## BEGIN Supplied entries

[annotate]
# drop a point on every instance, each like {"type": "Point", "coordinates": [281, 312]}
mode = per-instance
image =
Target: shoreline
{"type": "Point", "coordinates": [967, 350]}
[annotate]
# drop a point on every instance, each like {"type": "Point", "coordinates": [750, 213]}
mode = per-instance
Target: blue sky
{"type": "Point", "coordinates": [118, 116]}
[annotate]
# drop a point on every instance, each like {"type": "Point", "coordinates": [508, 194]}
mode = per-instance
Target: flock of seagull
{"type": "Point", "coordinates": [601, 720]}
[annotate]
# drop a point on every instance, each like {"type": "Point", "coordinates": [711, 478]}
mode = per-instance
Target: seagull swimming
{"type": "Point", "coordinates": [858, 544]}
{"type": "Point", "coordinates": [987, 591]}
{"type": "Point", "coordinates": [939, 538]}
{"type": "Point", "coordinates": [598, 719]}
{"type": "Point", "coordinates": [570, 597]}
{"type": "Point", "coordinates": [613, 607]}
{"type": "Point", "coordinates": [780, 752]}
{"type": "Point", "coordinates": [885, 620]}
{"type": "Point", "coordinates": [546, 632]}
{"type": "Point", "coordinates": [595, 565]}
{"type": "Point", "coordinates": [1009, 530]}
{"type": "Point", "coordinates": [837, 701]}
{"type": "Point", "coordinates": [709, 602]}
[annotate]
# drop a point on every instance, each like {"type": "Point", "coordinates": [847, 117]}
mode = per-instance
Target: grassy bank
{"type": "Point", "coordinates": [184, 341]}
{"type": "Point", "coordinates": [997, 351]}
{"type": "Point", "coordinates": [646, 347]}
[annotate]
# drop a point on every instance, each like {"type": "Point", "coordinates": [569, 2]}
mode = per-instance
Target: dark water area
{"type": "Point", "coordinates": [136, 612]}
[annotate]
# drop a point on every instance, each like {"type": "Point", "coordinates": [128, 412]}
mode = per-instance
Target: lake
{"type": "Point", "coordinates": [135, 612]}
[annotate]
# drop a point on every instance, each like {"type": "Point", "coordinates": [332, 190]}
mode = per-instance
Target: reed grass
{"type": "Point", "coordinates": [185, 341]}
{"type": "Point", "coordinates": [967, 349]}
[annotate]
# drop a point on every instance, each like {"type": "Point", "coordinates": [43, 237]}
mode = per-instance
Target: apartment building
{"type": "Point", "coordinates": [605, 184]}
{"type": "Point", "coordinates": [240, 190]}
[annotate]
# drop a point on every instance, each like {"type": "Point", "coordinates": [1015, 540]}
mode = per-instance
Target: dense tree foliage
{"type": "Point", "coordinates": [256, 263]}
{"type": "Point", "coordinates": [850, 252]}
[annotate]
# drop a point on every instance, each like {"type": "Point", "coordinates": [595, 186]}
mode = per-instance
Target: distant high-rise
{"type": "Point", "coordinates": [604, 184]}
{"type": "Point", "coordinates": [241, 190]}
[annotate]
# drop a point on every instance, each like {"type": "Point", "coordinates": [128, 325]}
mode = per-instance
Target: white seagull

## END Supplied entries

*Instructions for the task*: Which lines in the items above contain the string "Target"? Extract each of them, copying every line in full.

*Exercise response*:
Target: shoreline
Target: blue sky
Target: flock of seagull
Target: seagull swimming
Target: grassy bank
Target: dark water area
Target: lake
Target: reed grass
Target: apartment building
Target: dense tree foliage
Target: distant high-rise
Target: white seagull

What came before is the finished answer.